The relationship between the long-run real interest rate and potential output:
A. is direct.
B. is inverse.
C. is constant since the long-run real interest rate is primarily determined by risk.
D. depends on the actions of central bankers.
Answer:
Keeping interest rates stable is:
A. the most important goal for a central bank.
B. a key goal, because stable interest rates will result in all other goals being achieved.
C. a secondary goal for central banks.
D. not a goal of the central bank.
Answer:
The Fed will make a discount loan to a bank during a crisis:
A. no matter what condition the bank is in.
B. only if the bank is sound financially and can provide collateral for the loan.
C. but if the bank doesn’t have collateral the interest rate is higher.
D. only if the bank would fail without the loan.
Answer:
If the Fed decides to maintain a fixed euro/dollar exchange rate when they sell euros:
A. there will be pressure on domestic interest rates to increase.
B. the domestic money supply will increase.
C. this will increase banking system reserves.
D. they will have to impose capital controls.
Answer:
Consider the following: an investor in the U.S. is pondering a one-year investment. She
can purchase a domestic bond for $1,000 that has an interest rate of i or she can
purchase a bond in England for 1,500 British pounds (£) that pays an interest rate of if.
The current exchange rate is $1.50/£. She considers the bonds to be of equal risk. If i =
if, the expected returns are not equal. What do you know?
A. The exchange rate is fixed between the U.S. and Britain
B. The bonds initially sold for different prices
C. Arbitrage doesn’t work
D. The exchange rate must be flexible
Answer:
Which of the following statements is most correct?
A. Managers, directors, and stockholders almost always share the same interest.
B. Managers’ and directors’ interests often conflict with stockholders’ interest.
C. Managers and stockholders have the same interests, but this usually conflicts with
the interests of directors.
D. Directors and stockholders have the same interests, but this usually conflicts with
the interests of managers.
Answer:
The bond demand curve slopes downward because:
A. at lower prices the reward for holding the bond increases.
B. as bond prices fall so do yields.
C. as bond prices fall bonds are less attractive.
D. as bond prices rise yields increase.
Answer:
A change in the interest rate:
A. has a smaller impact on the present value of a payment to be made far into the
future than on one to be made sooner.
B. will not make a difference in the present values of two equal payments to be made at
different times.
C. has a larger impact on the present value of a payment to be made far into the future
than on one to be made sooner.
D. has a larger impact on the present value of a bigger payment to be made far into the
future than on one of lesser value.
Answer:
Executive board members of the European System of Central Banks are appointed by:
A. a committee made up of bank presidents in the member countries.
B. a committee made up of heads of state of member countries.
C. the finance ministers of member countries.
D. the directors of the National Central Banks.
Answer:
What is the present value of $500 promised four years from now at 5% annual interest?
A. $411.35
B. $400.00
C. $607.75
D. $520.00
Answer:
Tom buys a futures contract for U.S. Treasury bonds and on the settlement date the
interest rate on U.S. Treasury bonds is lower than Tom expected. Tom will have:
A. lost money on his long position.
B. gained money on his long position.
C. lost money on his short position.
D. gained money on his short position.
Answer:
Potential output depends on all of the following except:
A. technology.

■ RECORDED DATA:

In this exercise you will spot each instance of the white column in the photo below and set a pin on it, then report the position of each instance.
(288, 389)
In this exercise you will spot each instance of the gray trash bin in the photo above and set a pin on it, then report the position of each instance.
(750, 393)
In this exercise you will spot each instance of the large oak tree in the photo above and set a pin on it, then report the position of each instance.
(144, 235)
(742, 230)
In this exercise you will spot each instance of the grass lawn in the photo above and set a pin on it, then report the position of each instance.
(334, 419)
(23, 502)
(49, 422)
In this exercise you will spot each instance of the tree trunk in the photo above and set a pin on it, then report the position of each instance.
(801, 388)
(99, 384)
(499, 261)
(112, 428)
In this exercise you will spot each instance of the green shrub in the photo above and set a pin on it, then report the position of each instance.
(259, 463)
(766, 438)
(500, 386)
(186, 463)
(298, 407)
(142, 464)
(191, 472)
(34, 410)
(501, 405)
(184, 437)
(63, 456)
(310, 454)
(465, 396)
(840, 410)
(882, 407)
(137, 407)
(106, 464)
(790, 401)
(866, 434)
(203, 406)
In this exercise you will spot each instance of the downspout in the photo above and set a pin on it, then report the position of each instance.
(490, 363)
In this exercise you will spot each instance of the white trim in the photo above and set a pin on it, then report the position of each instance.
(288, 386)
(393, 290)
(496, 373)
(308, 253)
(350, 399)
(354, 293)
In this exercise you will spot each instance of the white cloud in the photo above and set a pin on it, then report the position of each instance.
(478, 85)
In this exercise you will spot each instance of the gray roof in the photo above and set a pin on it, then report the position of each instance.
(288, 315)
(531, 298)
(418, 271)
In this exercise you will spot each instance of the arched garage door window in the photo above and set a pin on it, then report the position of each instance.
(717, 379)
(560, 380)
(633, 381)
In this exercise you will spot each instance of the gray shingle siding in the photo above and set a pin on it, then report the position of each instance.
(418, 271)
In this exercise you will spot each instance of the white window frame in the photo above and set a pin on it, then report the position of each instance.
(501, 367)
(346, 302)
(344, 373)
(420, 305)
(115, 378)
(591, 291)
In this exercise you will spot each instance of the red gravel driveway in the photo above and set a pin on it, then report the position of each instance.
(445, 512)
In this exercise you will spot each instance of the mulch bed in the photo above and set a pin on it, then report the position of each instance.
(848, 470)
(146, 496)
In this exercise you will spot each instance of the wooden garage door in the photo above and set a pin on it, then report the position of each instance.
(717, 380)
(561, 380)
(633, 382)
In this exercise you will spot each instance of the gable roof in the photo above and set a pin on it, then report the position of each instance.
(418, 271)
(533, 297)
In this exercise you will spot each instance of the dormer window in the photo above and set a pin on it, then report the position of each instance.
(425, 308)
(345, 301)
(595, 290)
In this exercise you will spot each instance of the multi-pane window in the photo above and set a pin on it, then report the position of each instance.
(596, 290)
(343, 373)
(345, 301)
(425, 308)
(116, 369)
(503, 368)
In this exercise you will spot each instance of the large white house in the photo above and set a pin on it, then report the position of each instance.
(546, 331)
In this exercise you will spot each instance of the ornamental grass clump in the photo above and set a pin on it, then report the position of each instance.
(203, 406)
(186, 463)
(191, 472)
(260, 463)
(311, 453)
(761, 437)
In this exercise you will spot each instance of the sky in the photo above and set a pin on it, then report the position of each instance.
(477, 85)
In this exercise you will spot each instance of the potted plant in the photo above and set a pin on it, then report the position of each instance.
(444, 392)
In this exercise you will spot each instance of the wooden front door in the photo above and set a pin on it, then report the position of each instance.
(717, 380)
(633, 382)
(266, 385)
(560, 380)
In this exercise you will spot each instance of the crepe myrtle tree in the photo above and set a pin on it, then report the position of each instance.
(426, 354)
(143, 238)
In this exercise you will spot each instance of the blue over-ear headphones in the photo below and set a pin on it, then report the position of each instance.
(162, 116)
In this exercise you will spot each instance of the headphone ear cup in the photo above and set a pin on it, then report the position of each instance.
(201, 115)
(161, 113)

■ EXERCISE AIM:
Please continue the money and banking quiz past its final line.

■ SOLVED PROBLEM:
B. the number of firms in the economy.
C. the size of the capital stock.
D. the number of people who can work.
Answer:
The European Central Bank’s equivalent of the Fed’s open market operations (OMO)
is:
A. very similar to the Fed’s OMO in that they are highly centralized.
B. dissimilar to the Fed’s OMO in that the operations are conducted at all 18 of the
National Central Banks simultaneously.
C. similar to the Fed’s OMO in that they accept only U.S. Treasury securities in their
refinancing operations.
D. dissimilar to the Fed’s OMO because fewer banks participate in the auctions of the
securities.
Answer:
The reduction in transaction costs provided by financial intermediaries benefit:
A. small borrowers and small savers.
B. large borrowers but not small savers.
C. society in the net, but small savers bear much of the cost.
D. small borrowers but not small savers.
Answer:
Financial markets do not function as well as they could due to:
A. the fact that banking is highly monopolized.
B. the cost of obtaining information can be high.
C. regulation by governments.
D. fluctuations in the inflation rate.
Answer:
A $1,000 face value bond purchased for $965.00, with an annual coupon of $60, and 20
years to maturity has a:
A. current yield and coupon rate equal to 6.22% and a coupon rate above this.
B. current yield equal to 6.22% and a coupon rate below this.
C. coupon rate equal to 6.00% and a current yield below this.
D. yield to maturity and current yield equal to 6.00%.
Answer:
Considering the S&P 500 Index, if each company’s stock price increased by 10%:
A. the weights in the index would remain the same.
B. the companies with the most shares outstanding would have even greater weight
after the increase.
C. the companies with fewer shares would gain more weight at the expense of the
companies with greater shares.
D. the weights in the index would change to reflect the percentage changes in the
prices of the various stocks.
Answer:
According to the theory of efficient markets, mutual fund managers may be expected to
earn above-average returns if they:
A. take on less risk.
B. have access to illegal, private information.
C. participate in efficient markets.
D. have learned from investing in the same stocks repeatedly.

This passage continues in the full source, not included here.